#### Input material
"""
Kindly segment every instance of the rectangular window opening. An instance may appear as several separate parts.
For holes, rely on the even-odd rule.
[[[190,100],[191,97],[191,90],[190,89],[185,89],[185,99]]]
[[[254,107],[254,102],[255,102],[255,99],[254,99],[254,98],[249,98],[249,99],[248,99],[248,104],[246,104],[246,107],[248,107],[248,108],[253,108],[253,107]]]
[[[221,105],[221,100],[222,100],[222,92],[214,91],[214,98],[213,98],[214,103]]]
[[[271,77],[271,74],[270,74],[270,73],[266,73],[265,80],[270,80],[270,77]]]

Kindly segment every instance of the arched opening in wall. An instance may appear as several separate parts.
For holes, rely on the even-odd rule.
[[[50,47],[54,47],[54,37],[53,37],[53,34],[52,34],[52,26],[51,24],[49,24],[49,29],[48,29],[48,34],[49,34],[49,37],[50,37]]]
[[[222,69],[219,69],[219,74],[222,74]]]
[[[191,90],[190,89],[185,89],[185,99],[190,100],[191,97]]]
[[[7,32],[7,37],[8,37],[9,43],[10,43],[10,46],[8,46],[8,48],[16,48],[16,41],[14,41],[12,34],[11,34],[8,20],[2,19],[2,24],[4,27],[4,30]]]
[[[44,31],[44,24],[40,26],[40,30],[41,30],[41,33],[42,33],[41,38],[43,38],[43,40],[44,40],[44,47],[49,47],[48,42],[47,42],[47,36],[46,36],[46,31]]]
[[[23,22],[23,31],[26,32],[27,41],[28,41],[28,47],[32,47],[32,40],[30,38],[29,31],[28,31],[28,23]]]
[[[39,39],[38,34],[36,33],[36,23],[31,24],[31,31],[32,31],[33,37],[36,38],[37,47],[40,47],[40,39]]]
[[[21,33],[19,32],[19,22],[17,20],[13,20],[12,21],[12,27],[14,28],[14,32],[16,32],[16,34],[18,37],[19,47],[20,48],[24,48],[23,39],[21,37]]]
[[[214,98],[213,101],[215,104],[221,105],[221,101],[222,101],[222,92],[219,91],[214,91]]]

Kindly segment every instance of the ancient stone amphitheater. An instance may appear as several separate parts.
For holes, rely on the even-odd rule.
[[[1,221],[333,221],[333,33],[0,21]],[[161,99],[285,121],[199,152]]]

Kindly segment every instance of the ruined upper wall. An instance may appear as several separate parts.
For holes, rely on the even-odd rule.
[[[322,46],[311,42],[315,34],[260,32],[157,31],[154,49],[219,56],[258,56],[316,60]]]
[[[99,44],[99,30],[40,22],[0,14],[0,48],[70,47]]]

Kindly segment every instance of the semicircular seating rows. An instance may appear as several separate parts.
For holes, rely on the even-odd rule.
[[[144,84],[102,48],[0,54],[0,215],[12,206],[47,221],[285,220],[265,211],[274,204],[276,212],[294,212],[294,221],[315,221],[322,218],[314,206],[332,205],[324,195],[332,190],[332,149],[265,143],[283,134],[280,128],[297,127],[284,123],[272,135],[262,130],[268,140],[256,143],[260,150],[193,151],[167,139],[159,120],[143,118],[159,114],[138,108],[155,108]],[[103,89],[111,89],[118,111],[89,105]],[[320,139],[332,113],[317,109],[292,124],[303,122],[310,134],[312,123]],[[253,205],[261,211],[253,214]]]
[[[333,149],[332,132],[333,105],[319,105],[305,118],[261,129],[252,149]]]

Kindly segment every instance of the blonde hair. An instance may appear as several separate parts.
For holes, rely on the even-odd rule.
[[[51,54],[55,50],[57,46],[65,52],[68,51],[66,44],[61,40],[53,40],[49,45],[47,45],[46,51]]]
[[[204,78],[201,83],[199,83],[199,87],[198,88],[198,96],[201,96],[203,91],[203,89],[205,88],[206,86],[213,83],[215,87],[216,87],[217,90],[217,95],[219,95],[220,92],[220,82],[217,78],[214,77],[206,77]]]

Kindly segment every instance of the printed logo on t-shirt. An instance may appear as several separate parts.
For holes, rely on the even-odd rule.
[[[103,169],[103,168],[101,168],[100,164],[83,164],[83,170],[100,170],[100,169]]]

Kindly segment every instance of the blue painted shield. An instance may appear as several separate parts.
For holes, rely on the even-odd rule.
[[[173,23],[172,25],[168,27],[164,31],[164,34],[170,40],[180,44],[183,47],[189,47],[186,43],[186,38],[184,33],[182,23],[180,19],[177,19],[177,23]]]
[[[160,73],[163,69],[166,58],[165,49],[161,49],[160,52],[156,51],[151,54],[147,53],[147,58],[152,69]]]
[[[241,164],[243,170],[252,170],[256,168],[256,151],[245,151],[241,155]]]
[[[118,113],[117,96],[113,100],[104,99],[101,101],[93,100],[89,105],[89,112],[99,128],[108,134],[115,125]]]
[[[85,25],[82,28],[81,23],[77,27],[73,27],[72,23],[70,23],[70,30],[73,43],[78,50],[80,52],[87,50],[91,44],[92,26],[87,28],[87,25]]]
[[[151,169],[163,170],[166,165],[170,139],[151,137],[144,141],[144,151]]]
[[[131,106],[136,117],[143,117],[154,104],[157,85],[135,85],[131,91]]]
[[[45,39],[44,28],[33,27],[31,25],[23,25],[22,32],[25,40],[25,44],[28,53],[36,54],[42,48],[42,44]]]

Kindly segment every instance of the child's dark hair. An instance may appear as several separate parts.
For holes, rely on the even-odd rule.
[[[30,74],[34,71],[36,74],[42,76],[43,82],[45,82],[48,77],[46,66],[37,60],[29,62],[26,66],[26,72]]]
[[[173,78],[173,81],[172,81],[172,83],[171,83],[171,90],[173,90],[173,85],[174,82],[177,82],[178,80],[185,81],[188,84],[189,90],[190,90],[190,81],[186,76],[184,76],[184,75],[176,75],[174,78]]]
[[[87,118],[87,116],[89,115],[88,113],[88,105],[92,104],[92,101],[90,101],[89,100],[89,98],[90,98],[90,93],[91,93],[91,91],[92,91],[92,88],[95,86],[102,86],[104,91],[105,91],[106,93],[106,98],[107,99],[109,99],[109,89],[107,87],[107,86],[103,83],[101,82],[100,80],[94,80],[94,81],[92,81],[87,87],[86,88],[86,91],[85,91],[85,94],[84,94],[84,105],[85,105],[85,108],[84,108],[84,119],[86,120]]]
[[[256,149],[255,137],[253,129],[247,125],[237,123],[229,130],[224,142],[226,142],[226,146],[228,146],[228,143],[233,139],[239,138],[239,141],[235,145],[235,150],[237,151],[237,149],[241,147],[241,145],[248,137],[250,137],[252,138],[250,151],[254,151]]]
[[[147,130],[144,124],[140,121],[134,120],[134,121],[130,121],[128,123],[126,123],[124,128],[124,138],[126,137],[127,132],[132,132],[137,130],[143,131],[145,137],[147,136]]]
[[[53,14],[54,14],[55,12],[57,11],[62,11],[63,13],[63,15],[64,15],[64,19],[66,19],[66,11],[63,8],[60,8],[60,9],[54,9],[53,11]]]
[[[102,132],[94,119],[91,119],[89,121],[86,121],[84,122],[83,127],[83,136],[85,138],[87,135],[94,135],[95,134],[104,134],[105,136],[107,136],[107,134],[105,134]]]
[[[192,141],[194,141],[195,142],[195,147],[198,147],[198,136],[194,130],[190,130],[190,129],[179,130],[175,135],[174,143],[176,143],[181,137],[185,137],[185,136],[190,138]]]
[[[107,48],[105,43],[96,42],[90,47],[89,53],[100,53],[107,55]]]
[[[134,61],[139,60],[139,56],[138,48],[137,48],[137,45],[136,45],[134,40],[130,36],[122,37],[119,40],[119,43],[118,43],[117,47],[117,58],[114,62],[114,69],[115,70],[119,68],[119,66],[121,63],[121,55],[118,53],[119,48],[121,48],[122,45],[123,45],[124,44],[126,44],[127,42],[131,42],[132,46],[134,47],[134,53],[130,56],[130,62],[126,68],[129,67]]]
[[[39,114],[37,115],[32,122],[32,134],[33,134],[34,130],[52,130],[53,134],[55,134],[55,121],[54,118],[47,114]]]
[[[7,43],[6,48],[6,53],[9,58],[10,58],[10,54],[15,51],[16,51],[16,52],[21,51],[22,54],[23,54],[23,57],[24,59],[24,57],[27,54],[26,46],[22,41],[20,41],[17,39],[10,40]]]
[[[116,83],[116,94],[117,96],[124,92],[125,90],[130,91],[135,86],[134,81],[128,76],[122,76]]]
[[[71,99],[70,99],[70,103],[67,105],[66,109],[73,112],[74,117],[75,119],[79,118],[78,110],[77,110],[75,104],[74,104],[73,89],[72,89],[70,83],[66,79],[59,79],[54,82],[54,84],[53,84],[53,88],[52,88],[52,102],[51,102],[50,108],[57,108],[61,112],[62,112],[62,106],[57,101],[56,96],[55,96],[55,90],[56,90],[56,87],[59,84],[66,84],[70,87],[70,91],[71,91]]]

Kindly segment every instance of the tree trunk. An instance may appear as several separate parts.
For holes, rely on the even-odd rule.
"""
#### Short exercise
Starting with the line that contains "Kindly segment every instance of the tree" and going on through the end of the material above, rewrite those lines as a JSON list of strings, one string per line, leaving out any blank lines.

#### Output for this exercise
[
  "Kindly segment every instance of the tree trunk. An instance may appear as several separate parts.",
  "For holes, rely on the even-odd rule."
]